» **Task to complete**
Please find every line in the records below that contains the word "tree" and copy each of those lines.

+++ Raw data

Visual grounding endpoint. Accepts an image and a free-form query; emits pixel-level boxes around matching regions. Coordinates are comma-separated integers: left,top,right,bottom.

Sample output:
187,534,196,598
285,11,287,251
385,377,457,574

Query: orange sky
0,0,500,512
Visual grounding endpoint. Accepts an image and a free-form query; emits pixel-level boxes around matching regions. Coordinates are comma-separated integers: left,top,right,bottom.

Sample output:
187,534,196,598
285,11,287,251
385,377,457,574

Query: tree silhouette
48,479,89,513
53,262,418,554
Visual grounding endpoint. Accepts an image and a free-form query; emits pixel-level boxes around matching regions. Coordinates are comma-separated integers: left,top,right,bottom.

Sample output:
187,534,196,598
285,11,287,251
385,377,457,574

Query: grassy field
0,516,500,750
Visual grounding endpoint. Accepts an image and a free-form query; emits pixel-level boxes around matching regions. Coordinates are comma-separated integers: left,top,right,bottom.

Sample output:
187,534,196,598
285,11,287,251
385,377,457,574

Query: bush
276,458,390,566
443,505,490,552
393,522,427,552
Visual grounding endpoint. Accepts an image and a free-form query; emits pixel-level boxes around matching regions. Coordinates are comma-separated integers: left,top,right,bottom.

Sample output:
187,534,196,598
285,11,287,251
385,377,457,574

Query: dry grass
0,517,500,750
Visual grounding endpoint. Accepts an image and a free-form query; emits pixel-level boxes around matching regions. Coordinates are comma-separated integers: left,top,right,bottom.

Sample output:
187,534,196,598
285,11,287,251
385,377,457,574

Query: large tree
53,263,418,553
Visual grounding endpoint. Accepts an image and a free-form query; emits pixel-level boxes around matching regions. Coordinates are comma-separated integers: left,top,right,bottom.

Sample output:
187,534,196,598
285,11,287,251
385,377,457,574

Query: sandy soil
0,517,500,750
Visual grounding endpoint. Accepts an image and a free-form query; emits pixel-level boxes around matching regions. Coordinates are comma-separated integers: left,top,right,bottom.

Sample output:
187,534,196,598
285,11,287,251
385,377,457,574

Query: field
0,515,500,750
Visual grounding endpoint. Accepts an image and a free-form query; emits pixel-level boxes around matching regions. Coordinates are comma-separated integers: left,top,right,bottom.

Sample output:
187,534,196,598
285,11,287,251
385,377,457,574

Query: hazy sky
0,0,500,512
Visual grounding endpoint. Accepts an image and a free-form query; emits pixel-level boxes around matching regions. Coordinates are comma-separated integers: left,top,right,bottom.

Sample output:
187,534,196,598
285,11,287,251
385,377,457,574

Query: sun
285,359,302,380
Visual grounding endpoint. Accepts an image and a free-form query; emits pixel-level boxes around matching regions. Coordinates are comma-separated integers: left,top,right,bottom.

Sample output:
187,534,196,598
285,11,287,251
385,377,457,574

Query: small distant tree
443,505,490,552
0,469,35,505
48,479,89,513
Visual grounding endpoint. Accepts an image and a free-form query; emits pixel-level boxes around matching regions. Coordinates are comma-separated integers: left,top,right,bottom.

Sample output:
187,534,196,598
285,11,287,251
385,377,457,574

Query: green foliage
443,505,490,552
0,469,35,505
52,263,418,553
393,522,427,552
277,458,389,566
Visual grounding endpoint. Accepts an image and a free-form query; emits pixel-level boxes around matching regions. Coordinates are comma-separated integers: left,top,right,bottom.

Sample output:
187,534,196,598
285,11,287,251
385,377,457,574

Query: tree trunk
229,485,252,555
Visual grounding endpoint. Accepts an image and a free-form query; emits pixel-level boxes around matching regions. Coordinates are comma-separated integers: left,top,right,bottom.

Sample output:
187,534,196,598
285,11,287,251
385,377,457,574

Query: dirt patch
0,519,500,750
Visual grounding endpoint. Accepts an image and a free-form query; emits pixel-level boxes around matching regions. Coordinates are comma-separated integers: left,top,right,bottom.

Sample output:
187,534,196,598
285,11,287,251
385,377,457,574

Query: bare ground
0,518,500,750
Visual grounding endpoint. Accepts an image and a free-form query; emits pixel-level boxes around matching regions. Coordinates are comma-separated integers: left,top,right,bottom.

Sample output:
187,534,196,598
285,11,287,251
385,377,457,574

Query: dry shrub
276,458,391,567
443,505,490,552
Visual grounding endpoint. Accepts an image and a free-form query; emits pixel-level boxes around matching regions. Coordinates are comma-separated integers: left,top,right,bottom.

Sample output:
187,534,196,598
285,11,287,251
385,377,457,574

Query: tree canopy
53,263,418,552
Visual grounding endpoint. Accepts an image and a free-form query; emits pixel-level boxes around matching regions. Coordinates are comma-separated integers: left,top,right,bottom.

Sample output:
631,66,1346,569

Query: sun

++++++

» **Exercise output**
Query: tree silhouette
Query: large tree
Query: small distant tree
Query: tree trunk
Query: tree canopy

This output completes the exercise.